**Source document:**
□ □ □ □
From: Daniel P . Berrangé
Subject: Re: [PATCH 1/1] MAINTAINERS: introduce cve or security quotient field
Date: Thu, 16 Jul 2020 11:01:57 +0100
User-agent: Mutt/1.14.5 (2020-06-23)

On Thu, Jul 16, 2020 at 11:45:50AM +0200, Christian Schoenebeck wrote:
> On Donnerstag, 16. Juli 2020 11:21:55 CEST P J P wrote:
> > +-- On Thu, 16 Jul 2020, Daniel P. Berrangé wrote --+
> > 
> > | > Failing to start (with a message that explains why) if one of the
> > | > command
> > | > line options is not covered by a specified security policy is not
> > | > unreasonable (after all, we fail to start for other cases of
> > | > incompatible
> > | > command line options as well.)
> > 
> >   Yes, that's right.
> > 
> > | > However, we also need to cover dynamically-added devices. Aborting seems
> > | > very bad there, just failing to add the device seems like what we'd
> > | > want.
> > | 
> > | Yep, aborting is simply not an option for the inner code. It all has to
> > | propagate to a proper Error **errp object. The ultimate entry-point at the
> > | CLI vs QMP then decides whether to turn the error into an abort or feed
> > | back to the client app.
> > 
> >   True, handling dynamic devices is tricky.
> > 
> > Though it seems kind of uniform workflow to check for '--security' flag at
> > options parsing OR while handling dynamic devices at run time; It is a huge
> > task to cover all options/use-cases for all QEMU emulators across various
> > architectures.
> 
> My concern here is that just distinguishing between either 'low' or 'high' is 
> a far too rough classification.
> 
> In our preceding communication regarding 9pfs, I made clear that a) we do 
> care 
> about security relevant 9pfs issues, and only b) the avarage use cases (as 
> far 
> we know) for 9pfs are above a certain trust level.
□ □ □ □
**Supplied data:**
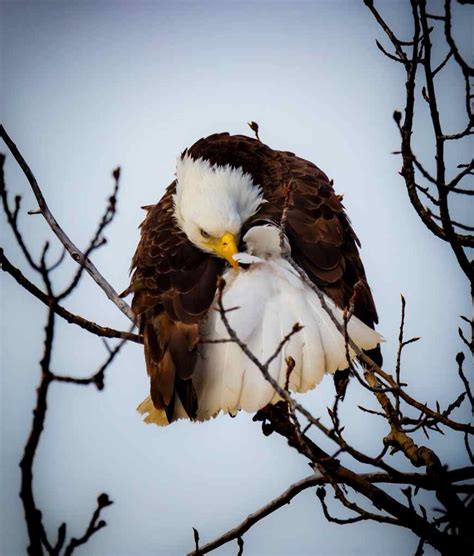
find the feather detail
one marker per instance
(270, 298)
□ □ □ □
**Stated exercise:** Please set down everything in the email from "On Thu, Jul" down to "options as well.)", word for word.

**Final result:**
On Thu, Jul 16, 2020 at 11:45:50AM +0200, Christian Schoenebeck wrote:
> On Donnerstag, 16. Juli 2020 11:21:55 CEST P J P wrote:
> > +-- On Thu, 16 Jul 2020, Daniel P. Berrangé wrote --+
> > 
> > | > Failing to start (with a message that explains why) if one of the
> > | > command
> > | > line options is not covered by a specified security policy is not
> > | > unreasonable (after all, we fail to start for other cases of
> > | > incompatible
> > | > command line options as well.)